WHAT THE TASK REQUIRES: Lines in the records below that contain the word "water" must each be copied.

Stored entries:
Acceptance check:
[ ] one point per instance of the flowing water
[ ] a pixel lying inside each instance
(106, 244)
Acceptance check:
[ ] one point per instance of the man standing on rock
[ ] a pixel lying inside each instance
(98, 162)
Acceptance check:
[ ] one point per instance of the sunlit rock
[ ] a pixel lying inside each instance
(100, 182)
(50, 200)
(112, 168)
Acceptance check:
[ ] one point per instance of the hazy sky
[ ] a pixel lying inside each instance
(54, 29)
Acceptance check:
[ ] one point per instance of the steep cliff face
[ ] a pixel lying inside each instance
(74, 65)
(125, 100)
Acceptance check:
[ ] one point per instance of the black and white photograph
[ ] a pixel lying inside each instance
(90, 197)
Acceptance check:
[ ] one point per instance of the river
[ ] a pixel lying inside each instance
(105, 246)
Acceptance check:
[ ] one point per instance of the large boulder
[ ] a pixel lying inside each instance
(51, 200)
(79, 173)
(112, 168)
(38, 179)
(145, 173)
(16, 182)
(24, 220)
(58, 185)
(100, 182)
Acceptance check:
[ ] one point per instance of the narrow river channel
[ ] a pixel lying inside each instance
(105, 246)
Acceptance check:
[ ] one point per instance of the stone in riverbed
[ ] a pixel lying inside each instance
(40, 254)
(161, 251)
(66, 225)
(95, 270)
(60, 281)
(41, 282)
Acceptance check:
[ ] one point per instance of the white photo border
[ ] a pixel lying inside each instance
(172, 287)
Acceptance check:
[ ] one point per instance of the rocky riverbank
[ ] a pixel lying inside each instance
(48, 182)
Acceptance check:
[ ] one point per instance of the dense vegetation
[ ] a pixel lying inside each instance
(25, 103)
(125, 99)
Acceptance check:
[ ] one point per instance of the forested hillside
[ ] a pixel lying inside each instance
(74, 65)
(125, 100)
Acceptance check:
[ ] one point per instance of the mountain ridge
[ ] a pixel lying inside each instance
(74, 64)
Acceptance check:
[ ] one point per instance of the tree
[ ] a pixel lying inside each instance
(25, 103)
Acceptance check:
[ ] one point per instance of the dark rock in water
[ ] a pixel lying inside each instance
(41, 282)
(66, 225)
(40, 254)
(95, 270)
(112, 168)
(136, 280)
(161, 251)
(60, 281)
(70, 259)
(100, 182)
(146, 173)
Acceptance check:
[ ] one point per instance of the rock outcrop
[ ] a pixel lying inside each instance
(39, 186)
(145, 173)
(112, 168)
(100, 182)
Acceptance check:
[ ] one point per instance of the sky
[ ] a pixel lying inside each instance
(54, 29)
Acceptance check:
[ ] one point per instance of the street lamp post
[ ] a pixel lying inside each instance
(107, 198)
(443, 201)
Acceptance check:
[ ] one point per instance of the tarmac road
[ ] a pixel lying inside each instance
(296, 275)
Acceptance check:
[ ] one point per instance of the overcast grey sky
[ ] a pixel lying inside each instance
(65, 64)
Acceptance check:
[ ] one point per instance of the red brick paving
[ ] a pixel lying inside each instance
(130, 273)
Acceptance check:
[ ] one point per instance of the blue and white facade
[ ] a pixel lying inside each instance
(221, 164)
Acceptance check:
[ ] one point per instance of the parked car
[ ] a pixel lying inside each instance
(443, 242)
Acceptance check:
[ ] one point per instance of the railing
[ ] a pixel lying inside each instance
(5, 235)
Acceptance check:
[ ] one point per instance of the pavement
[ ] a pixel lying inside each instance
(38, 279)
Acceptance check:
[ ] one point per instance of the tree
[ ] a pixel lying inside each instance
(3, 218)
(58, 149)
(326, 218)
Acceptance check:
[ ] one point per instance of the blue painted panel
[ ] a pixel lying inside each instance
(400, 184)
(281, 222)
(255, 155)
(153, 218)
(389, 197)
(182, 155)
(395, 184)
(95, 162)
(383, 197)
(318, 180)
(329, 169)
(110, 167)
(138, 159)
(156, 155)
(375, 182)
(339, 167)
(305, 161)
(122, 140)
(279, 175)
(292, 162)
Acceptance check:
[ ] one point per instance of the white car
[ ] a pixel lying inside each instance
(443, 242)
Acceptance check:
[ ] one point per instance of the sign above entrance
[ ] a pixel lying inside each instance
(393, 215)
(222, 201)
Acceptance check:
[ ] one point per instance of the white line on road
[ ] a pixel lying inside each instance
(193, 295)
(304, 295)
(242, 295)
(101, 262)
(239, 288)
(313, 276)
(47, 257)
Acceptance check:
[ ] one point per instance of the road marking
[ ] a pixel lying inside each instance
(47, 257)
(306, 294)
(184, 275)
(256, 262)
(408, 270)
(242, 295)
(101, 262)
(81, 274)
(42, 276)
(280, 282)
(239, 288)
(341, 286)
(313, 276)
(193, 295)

TASK RESPONSE:
[ ] one point per instance of the flowing water
[ ] one point per instance of the dark rock in water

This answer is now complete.